• _Dataset records_:
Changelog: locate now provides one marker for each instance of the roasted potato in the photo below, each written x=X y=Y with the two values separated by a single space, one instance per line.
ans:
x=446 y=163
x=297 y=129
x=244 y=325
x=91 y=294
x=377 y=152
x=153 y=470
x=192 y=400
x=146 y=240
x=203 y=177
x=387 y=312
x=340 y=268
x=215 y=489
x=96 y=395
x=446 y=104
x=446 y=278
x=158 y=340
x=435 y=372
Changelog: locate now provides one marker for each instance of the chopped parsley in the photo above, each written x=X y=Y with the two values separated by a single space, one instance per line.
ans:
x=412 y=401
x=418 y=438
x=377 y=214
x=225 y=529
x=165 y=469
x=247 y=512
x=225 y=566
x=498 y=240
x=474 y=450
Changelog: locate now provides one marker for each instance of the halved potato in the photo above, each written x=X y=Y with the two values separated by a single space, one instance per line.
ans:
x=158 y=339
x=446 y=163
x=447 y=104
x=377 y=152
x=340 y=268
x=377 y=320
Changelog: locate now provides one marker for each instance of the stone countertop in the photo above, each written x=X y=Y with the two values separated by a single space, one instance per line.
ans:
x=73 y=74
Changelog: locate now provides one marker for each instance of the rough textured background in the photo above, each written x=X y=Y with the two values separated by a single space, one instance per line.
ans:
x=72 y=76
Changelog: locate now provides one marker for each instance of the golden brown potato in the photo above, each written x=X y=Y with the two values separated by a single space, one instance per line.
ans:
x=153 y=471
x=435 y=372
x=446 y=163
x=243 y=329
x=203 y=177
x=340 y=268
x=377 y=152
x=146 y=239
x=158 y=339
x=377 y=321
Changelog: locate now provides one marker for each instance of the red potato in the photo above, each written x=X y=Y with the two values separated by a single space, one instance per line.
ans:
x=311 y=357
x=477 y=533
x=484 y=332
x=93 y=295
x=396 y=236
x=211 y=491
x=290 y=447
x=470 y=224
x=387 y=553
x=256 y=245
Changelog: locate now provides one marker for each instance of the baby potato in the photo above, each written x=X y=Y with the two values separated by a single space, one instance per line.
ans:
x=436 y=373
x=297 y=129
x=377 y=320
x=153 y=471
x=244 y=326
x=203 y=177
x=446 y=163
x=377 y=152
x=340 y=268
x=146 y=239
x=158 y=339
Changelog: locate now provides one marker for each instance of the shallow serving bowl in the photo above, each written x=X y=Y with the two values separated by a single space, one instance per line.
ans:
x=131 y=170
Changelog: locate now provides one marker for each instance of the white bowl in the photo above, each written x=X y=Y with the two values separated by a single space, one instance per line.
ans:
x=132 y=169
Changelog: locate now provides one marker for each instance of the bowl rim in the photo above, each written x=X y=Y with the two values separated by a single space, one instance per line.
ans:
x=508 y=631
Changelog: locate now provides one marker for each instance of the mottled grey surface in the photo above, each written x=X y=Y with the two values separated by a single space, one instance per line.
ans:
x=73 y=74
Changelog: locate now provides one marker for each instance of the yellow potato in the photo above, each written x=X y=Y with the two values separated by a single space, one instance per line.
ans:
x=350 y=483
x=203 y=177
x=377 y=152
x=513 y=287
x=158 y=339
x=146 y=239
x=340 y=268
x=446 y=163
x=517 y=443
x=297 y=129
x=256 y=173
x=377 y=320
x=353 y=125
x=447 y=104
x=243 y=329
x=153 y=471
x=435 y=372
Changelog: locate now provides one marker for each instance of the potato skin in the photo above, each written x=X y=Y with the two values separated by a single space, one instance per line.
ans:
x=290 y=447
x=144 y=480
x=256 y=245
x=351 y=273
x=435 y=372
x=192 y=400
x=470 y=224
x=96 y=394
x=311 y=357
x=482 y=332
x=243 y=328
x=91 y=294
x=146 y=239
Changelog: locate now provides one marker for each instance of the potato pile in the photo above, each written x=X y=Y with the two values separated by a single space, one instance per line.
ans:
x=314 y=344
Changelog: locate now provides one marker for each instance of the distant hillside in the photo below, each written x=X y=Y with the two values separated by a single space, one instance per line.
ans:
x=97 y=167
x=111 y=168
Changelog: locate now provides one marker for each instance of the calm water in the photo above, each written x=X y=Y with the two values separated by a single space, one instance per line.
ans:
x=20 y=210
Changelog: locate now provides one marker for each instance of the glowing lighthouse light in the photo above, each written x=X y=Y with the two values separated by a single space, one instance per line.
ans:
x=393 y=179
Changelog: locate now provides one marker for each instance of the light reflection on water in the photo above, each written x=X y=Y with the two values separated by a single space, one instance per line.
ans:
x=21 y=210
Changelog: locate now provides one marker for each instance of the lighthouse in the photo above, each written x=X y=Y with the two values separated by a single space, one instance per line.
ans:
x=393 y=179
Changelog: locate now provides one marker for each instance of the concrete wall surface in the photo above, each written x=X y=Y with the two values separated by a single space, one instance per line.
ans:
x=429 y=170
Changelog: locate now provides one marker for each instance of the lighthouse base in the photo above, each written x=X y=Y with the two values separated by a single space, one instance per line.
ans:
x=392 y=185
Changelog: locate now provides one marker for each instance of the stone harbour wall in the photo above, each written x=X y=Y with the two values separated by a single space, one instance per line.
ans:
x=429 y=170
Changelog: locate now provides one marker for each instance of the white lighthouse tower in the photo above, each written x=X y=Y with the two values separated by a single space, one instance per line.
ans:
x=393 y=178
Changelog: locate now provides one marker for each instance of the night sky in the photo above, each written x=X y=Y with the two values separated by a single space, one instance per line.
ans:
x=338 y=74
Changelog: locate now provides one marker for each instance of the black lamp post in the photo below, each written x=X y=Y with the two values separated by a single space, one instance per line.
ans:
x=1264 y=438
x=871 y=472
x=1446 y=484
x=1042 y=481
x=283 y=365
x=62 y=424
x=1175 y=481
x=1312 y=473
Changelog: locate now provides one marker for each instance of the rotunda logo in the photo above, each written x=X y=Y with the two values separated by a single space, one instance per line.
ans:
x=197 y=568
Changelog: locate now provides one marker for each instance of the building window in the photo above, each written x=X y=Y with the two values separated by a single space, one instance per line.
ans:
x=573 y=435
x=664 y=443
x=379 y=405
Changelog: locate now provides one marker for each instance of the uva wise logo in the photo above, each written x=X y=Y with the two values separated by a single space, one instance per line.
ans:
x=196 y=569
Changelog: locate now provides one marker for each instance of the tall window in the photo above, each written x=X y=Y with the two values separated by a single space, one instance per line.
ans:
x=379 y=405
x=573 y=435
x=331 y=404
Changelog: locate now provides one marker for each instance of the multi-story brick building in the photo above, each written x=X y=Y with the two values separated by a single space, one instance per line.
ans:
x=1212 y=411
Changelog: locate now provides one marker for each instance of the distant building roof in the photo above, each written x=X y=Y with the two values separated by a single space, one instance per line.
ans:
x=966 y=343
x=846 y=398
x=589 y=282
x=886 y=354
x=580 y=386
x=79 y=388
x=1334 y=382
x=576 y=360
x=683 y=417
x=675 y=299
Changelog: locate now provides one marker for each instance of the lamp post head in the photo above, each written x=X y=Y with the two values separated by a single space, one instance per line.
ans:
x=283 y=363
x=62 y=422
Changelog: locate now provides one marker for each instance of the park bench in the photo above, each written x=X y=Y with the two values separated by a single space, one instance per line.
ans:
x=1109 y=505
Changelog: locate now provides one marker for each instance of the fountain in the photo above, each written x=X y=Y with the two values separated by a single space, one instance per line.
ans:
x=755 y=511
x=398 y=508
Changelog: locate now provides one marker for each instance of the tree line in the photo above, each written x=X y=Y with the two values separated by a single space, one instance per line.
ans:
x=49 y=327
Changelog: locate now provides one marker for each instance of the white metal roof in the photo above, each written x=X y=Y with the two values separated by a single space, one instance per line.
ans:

• _Work instructions_:
Transcribe every line of the data, exactly as it stands.

• _Response to this exercise_:
Changelog: locate now provides one marker for each instance of the roasted potato in the photo below, each written x=X y=Y with the two values separated by a single space, one instance per line.
ans:
x=446 y=163
x=297 y=129
x=244 y=325
x=91 y=294
x=377 y=152
x=153 y=470
x=192 y=400
x=146 y=240
x=203 y=177
x=387 y=312
x=340 y=268
x=215 y=489
x=96 y=395
x=446 y=104
x=446 y=278
x=158 y=340
x=435 y=372
Changelog: locate now provides one marker for each instance of the chopped parsley in the photo above, each written x=X y=Y with the two values separated by a single space, one instance per line.
ans:
x=412 y=401
x=418 y=438
x=377 y=214
x=225 y=529
x=165 y=469
x=247 y=512
x=225 y=566
x=498 y=240
x=474 y=450
Changelog: locate now provides one marker for each instance of the halved potato in the photo above, each written x=X y=Y with the two values separated by a single space, one instance per line.
ans:
x=158 y=339
x=446 y=163
x=447 y=104
x=377 y=152
x=340 y=268
x=377 y=320
Changelog: locate now provides one marker for each instance of the stone countertop in the photo above, each written x=X y=Y with the two values separated by a single space, one instance per line.
ans:
x=73 y=74
Changelog: locate now provides one marker for each instance of the rough textured background in the photo above, each written x=X y=Y with the two values separated by a single space, one instance per line.
ans:
x=72 y=76
Changelog: locate now provides one marker for each instance of the golden brown potato in the photo above, each written x=X y=Y with the two values separated by a single space, one instance per line.
ans:
x=153 y=471
x=435 y=372
x=446 y=163
x=243 y=329
x=203 y=177
x=340 y=268
x=377 y=152
x=146 y=239
x=158 y=339
x=377 y=321
Changelog: locate now provides one marker for each instance of the red potato in the photo above, each written x=X y=Y with the two values separated by a single space, one instance per line.
ans:
x=311 y=357
x=477 y=533
x=484 y=332
x=93 y=295
x=396 y=236
x=211 y=491
x=290 y=447
x=470 y=224
x=387 y=553
x=256 y=245
Changelog: locate now provides one marker for each instance of the baby potato in the photo above, each written x=X y=Y with the two values separated by a single space, one instance per line.
ans:
x=436 y=373
x=297 y=129
x=377 y=320
x=153 y=471
x=244 y=326
x=203 y=177
x=446 y=163
x=377 y=152
x=340 y=268
x=146 y=239
x=158 y=339
Changelog: locate now provides one marker for each instance of the shallow serving bowl in the photo above, each written x=X y=Y with the two values separated by a single space, one instance per line.
ans:
x=131 y=170
Changelog: locate now provides one marker for each instance of the white bowl in the photo above, each written x=X y=Y with the two values separated by a single space, one instance per line.
ans:
x=132 y=169
Changelog: locate now provides one marker for each instance of the bowl rim in the photo above, each written x=X y=Y with the two values separated by a single space, one instance per line.
ans:
x=508 y=631
Changelog: locate now provides one marker for each instance of the mottled grey surface in the photo above, each written x=X y=Y with the two values separated by a single space, one instance per line.
ans:
x=73 y=74
Changelog: locate now provides one marker for each instance of the yellow potato in the photo above, each written x=X y=Y with the two values separated by a single space, one instance per line.
ans:
x=350 y=483
x=203 y=177
x=377 y=152
x=513 y=287
x=158 y=339
x=146 y=239
x=340 y=268
x=446 y=163
x=517 y=443
x=297 y=129
x=256 y=173
x=377 y=320
x=353 y=125
x=447 y=104
x=243 y=329
x=153 y=471
x=435 y=372
Changelog: locate now provides one marker for each instance of the potato skin in the photo above, each written x=X y=Y with the two values separated by a single space, one instance per line.
ans:
x=290 y=447
x=144 y=480
x=256 y=245
x=351 y=273
x=435 y=372
x=192 y=400
x=470 y=224
x=96 y=394
x=311 y=357
x=482 y=332
x=243 y=328
x=91 y=294
x=146 y=239
Changelog: locate now provides one marker for each instance of the potato pile in the photo above, each written x=X y=Y with the two values separated by a single space, one instance per line.
ans:
x=314 y=344
Changelog: locate now provides one marker for each instance of the distant hillside in the photo below, each written x=X y=Y with the two values separated by a single space, one instance per line.
ans:
x=97 y=167
x=111 y=168
Changelog: locate now provides one marker for each instance of the calm water in the photo above, each written x=X y=Y with the two values separated by a single space, one instance per line.
ans:
x=20 y=210
Changelog: locate now provides one marker for each instance of the glowing lighthouse light in the photo above, each written x=X y=Y with the two values separated by a single space, one instance per line.
ans:
x=393 y=179
Changelog: locate now provides one marker for each instance of the light reflection on water in the photo above, each written x=X y=Y with the two values separated by a single space, one instance per line.
ans:
x=21 y=210
Changelog: locate now provides one marker for each instance of the lighthouse in the photo above, each written x=X y=Y with the two values separated by a single space, one instance per line.
ans:
x=393 y=179
Changelog: locate now provides one marker for each instance of the concrete wall surface in the photo above, each written x=X y=Y with the two values separated by a single space, one instance per line.
ans:
x=429 y=170
Changelog: locate now provides one marker for each instance of the lighthouse base in the photo above, each written x=X y=Y with the two values separated by a single space, one instance per line.
ans:
x=392 y=185
Changelog: locate now provides one marker for each instance of the stone harbour wall in the photo above, each written x=X y=Y with the two values separated by a single space, one instance per line.
ans:
x=429 y=170
Changelog: locate now provides one marker for each instance of the white lighthouse tower in the photo above, each written x=X y=Y with the two values separated by a single space, one instance per line.
ans:
x=393 y=178
Changelog: locate now provides one marker for each instance of the night sky in the photo above, each written x=X y=Y with the two values separated by a single space, one instance per line.
ans:
x=338 y=74
Changelog: locate now provides one marker for each instance of the black lamp post in the photo below, each written x=X y=Y with the two values separated by a single space, one instance per line.
ans:
x=1264 y=438
x=871 y=472
x=1446 y=484
x=1042 y=481
x=283 y=365
x=62 y=424
x=1175 y=481
x=1312 y=473
Changelog: locate now provides one marker for each instance of the rotunda logo in the photo above, each written x=X y=Y with the two values separated by a single space, one instance per line.
ans:
x=197 y=568
Changelog: locate now provides one marker for each instance of the building window in the photo above, each written x=X y=Y with the two values separated by a single space, one instance per line.
ans:
x=573 y=435
x=664 y=443
x=379 y=405
Changelog: locate now provides one marker for each instance of the uva wise logo in the photo above, each written x=X y=Y with the two values separated by a single space, one instance per line.
ans:
x=196 y=569
Changelog: locate now provides one marker for each instance of the tall window in the photo above, each written x=X y=Y with the two values separated by a single space, one instance per line.
ans:
x=379 y=405
x=573 y=435
x=331 y=404
Changelog: locate now provides one marker for each instance of the multi-story brick building in the photo above, each written x=X y=Y with the two values separated by a single space, one instance per line.
ans:
x=1212 y=411
Changelog: locate now provides one marker for each instance of the distant building roof in the photo above, each written x=X y=Y with the two values separated by a single space, one instance per line.
ans:
x=966 y=343
x=846 y=398
x=589 y=282
x=886 y=354
x=580 y=386
x=79 y=388
x=1334 y=382
x=576 y=360
x=683 y=417
x=675 y=299
Changelog: locate now provides one marker for each instance of the lamp post head in the photo above, each written x=X y=Y with the two values separated by a single space, one instance per line.
ans:
x=283 y=363
x=62 y=422
Changelog: locate now provides one marker for each instance of the park bench in the photo above, each written x=X y=Y with the two values separated by a single space, one instance per line.
ans:
x=1109 y=505
Changelog: locate now provides one marker for each instance of the fountain in the photo above, each written x=X y=Y with the two values separated by a single space, one instance per line.
ans:
x=755 y=511
x=398 y=508
Changelog: locate now provides one marker for each instance of the tree line in the photo above, each written x=X y=Y with the two values separated by a single space, one instance per line.
ans:
x=49 y=327
Changelog: locate now provides one marker for each instance of the white metal roof in the photo above, each written x=X y=Y with the two values separated by a single space, one instance per line.
ans:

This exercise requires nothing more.